**Exercise:** Leave no line out; reproduce the listing exactly.

**Records to process:**

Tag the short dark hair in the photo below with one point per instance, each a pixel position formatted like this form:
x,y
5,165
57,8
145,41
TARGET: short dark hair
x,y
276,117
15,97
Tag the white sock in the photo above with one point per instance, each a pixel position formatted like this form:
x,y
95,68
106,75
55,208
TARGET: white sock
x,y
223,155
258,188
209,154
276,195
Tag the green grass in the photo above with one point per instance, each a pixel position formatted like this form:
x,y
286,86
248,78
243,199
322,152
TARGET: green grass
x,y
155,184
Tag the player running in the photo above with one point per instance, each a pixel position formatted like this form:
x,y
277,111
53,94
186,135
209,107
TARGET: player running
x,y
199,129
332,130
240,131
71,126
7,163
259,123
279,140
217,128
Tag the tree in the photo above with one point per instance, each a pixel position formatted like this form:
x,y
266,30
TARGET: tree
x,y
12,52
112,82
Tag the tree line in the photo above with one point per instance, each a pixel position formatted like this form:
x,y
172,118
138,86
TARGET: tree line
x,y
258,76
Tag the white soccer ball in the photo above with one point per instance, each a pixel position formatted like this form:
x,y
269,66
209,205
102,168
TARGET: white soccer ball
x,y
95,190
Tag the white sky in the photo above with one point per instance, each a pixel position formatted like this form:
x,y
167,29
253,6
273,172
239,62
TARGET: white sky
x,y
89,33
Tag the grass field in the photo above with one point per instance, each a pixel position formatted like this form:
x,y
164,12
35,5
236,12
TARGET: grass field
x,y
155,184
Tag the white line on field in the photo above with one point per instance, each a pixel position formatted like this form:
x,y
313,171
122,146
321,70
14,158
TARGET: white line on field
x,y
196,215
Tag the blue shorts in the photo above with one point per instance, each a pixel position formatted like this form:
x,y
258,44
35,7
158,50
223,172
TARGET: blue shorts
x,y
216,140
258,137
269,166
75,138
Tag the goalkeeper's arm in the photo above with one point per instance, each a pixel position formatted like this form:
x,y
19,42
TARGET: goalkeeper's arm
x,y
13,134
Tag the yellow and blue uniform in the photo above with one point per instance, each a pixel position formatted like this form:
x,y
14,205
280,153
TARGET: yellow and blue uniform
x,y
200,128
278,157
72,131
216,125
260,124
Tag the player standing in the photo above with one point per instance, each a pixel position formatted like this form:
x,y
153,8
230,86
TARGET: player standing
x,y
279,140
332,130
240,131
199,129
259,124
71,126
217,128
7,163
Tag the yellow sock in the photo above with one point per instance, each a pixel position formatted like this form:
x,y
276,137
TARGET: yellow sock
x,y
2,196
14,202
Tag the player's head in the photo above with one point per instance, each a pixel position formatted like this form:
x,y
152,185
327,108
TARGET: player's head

**Finished task:**
Tag the short dark hair in the photo below with one point per instance, each a pixel position formatted like this form:
x,y
5,165
57,8
145,41
TARGET: short dark hair
x,y
276,117
15,97
Tag the white sock in the photo above with one point per instance, each a pixel position formatted like this form:
x,y
95,68
106,75
55,208
TARGET: white sock
x,y
223,155
258,188
209,154
276,195
Tag the green grass in the photo above with one point per instance, each a pixel position formatted like this form:
x,y
286,86
248,78
243,199
322,152
TARGET: green grass
x,y
155,184
Tag the player running in the photo above with one point per instance, each a pixel position formatted like this form:
x,y
277,111
53,94
186,135
209,107
TARGET: player running
x,y
199,129
332,130
240,131
71,126
7,163
259,123
279,140
217,128
Tag the tree in the photo above with one point per instance, each a pixel position formatted like this form:
x,y
266,30
TARGET: tree
x,y
12,52
112,82
Tag the tree line in the photo above with one point per instance, each a pixel position formatted like this form:
x,y
172,118
138,86
TARGET: tree line
x,y
258,76
Tag the white soccer ball in the photo above with one point per instance, each a pixel position formatted like this form:
x,y
269,66
209,205
102,168
TARGET: white soccer ball
x,y
95,190
Tag the white sky in the photo above with one point per instance, each a pixel position formatted like this form:
x,y
167,29
253,6
273,172
239,62
TARGET: white sky
x,y
89,33
Tag the grass field in the photo above with one point per instance, each a pixel position formatted like this form:
x,y
164,12
35,5
236,12
TARGET: grass field
x,y
155,184
Tag the white line on field in the photo above with one point per instance, each a pixel position formatted like this form:
x,y
313,171
122,146
321,70
14,158
TARGET: white line on field
x,y
196,215
Tag the blue shorts in the photo above with one point per instance, each a pixel position formatted like this form:
x,y
258,44
35,7
158,50
223,172
TARGET: blue shorts
x,y
216,140
258,137
269,166
75,138
Tag the goalkeeper's arm in the photo above with one point per instance, each a pixel position formatted like this form:
x,y
19,42
TARGET: goalkeeper's arm
x,y
13,134
Tag the yellow and blue uniform in the photo above with one point per instance, each a pixel position formatted like this form:
x,y
14,205
280,153
TARGET: yellow and blue uniform
x,y
200,128
278,157
72,131
216,125
260,124
Tag the player standing in the photo above with one point per instance, each a pixel position formatted like this form:
x,y
153,8
230,86
TARGET: player standing
x,y
279,140
332,130
240,131
199,129
259,124
71,126
217,128
7,163
Tag the yellow sock in the photo above with one point per instance, each a pixel position formatted like this form:
x,y
276,137
TARGET: yellow sock
x,y
2,196
14,202
Tag the player's head in the photo above with one point per instance, each a pixel position formatted like this form:
x,y
152,185
327,108
TARGET: player's head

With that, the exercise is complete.